**TASK INPUT**

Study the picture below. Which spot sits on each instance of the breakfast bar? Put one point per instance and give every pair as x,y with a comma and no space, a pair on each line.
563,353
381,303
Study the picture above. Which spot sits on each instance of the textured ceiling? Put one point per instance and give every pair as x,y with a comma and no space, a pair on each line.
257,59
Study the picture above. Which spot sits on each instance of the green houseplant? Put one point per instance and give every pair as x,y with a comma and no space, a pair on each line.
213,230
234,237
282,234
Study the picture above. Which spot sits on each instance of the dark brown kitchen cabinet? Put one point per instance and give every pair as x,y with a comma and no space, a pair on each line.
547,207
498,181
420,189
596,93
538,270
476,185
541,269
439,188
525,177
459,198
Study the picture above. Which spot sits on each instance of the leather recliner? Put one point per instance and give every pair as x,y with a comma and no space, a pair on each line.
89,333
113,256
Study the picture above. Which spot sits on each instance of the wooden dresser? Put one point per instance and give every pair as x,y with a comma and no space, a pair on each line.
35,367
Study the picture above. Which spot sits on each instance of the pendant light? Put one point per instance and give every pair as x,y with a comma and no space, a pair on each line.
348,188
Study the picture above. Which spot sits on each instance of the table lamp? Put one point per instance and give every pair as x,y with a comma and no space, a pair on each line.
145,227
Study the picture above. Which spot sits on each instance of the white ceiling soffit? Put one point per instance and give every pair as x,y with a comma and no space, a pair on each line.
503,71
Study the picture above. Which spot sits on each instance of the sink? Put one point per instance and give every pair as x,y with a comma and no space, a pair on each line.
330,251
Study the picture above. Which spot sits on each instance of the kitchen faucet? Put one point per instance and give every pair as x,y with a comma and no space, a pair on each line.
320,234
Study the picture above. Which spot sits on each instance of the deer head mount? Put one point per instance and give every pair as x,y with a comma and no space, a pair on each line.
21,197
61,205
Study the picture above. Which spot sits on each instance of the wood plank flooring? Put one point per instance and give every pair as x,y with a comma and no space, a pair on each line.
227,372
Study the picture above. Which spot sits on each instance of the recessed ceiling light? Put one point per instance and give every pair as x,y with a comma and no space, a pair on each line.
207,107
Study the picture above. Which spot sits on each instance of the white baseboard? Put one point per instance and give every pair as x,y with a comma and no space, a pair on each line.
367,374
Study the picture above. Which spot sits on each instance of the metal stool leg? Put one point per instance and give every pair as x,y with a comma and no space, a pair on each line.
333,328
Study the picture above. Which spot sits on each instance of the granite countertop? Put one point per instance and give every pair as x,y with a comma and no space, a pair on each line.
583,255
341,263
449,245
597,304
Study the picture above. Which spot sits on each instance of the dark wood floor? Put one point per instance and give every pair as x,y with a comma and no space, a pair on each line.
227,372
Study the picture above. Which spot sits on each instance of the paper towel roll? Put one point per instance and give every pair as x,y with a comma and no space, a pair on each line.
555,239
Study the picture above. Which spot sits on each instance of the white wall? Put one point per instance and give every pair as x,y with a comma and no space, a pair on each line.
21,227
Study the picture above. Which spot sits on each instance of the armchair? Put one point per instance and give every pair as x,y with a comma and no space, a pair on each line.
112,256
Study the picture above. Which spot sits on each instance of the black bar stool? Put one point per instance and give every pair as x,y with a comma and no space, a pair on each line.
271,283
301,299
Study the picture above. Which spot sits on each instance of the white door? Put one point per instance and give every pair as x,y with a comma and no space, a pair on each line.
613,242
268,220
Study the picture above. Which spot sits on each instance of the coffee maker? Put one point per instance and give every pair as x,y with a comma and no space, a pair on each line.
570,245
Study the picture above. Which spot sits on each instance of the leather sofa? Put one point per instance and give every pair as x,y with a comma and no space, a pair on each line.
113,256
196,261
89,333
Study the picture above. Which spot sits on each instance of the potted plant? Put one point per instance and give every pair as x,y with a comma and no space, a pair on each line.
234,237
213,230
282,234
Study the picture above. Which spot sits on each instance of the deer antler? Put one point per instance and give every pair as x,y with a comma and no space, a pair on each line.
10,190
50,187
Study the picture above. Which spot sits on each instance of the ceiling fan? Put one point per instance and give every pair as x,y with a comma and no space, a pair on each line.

**WHAT TO DO**
All of the lines above need to be given again exactly.

**REPLY**
Study the picture below. Which spot sits on each instance of the breakfast bar? Put one point per instance and give every pair as x,y with a comma and no space, a pair on each line.
563,353
381,303
Study the picture above. Which spot sits on each instance of the textured ceiling? Put one point per instance and give every pair as x,y with a comma and no space, a pair on each line.
257,59
Study the picture above. Which spot sits on each instance of the green houseplant? Put one point per instance and give every pair as x,y with a comma and no space, a pair on each line.
213,230
234,237
282,234
Study the picture above. Which spot sits on each instance of the dark brown kitchen cabinet? Put one point per instance and give every pair as x,y with a comma and no space, a pair on each line.
547,207
498,181
420,189
596,93
538,270
476,185
541,269
439,188
525,177
459,198
Study the picture above. Which spot sits on each instance of the leather recliner? Put one point per instance and give every pair as x,y with a comma and no space, a pair on each line.
89,333
113,256
Study the picture above. Which spot sits on each instance of the wooden dresser? Put one point per instance and give every pair as x,y with a comma and no space, a pair on each line.
35,367
Study the picture above. Which spot sits on each instance of the pendant light? Put one point per instance and give every pair as x,y with a comma and no space, a pair on each line.
348,188
Study the picture above. Which spot sits on each instance of the table lamp? Put one point per instance and give every pair as x,y with a comma and no space, a pair on each line.
145,227
Study the picture above. Which spot sits on each instance of the white ceiling soffit? Put one point per instance and give every pair as x,y with a comma and no space, a pair on each line.
503,71
Study the picture above. Which spot sits on each instance of the sink? Put one point per instance and give every pair as x,y with a comma and no space, a pair on each line.
330,251
Study the picture above. Which spot sits on each instance of the kitchen faucet? Put one point per instance and give every pair as x,y with a comma and no space, a pair on each line.
320,234
Study the picture above. Which spot sits on each instance of the deer head mount? Put one point per instance and give every pair as x,y with a comma and no space, a pair on each line.
21,197
61,205
Study the picture above. Which spot sits on each instance of the wood plank flooring? Put one point per instance and give every pair as x,y with a comma and no space, a pair on each line.
227,372
Study the picture above. Which spot sits on each instance of the recessed ceiling light? Put one point per instance and give every pair as x,y with a comma and no space, a pair on each line.
207,107
Study the picture above. Which spot sits on each instance of the white baseboard? Put one point per instance and give every pair as x,y with a comma and no space, a pair on each line.
367,374
Study the picture above. Which spot sits on each instance of the metal stool leg? Put one point per instance and give every pair as x,y with a comma and no space, a pair on each line.
333,328
Study the picture above. Which spot sits on each instance of the granite countertop? Put one point per instance and give every pair as x,y with a comma and no space, a pair on each line.
583,255
341,263
449,245
597,304
Study the picture above. Which spot sits on each instance of the dark wood floor? Put one point per instance and give every pair as x,y with a comma and no space, a pair on each line.
227,372
Study the picture above. Which spot sits on each instance of the paper towel roll? Put one point per instance and give every pair as x,y with a comma and no space, a pair on each line.
555,239
Study the picture above. Which spot sits on each instance of the white wall? Put one point per instance and give every pair as x,y with a comma and no space, a pair on each line.
21,227
Study the picture above. Which spot sits on each instance of the armchair? Put one point per instance and give every pair as x,y with a comma and no space, a pair on each line.
112,256
Study the picture above. Which spot sits on each instance of the black bar stool? Put one point per instance and give every pair as x,y with a comma and no space, a pair on each line.
271,283
301,299
Study the picture above. Which spot sits on each instance of the white door? Put one point per instance and give every pair as x,y with a comma and no space, a pair on each line.
613,242
268,220
Study the picture above. Which spot sits on each instance of the coffee maker? Put one point per instance and give every pair as x,y with a comma and no space, a pair on each line.
570,245
Study the picture above. Which spot sits on each instance of the leather sofa? Put one point per instance and give every pair as x,y with a comma and no space, a pair on each line.
113,256
196,261
89,333
Study the picture above. Which spot sits on each instance of the potted plant? Put one point per instance and give every pair as x,y with a comma and no space, a pair on each line.
234,237
213,230
282,234
Study the picture above. Which spot sits on each instance of the deer antler? Put one point per instance and give every pair as x,y with a comma and no space, a pair on each line.
10,190
50,187
Study the picture above. Which spot sits on each instance of the ceiling fan? Put one point per instance and give every pair as x,y with a comma and no space, a pair on each line.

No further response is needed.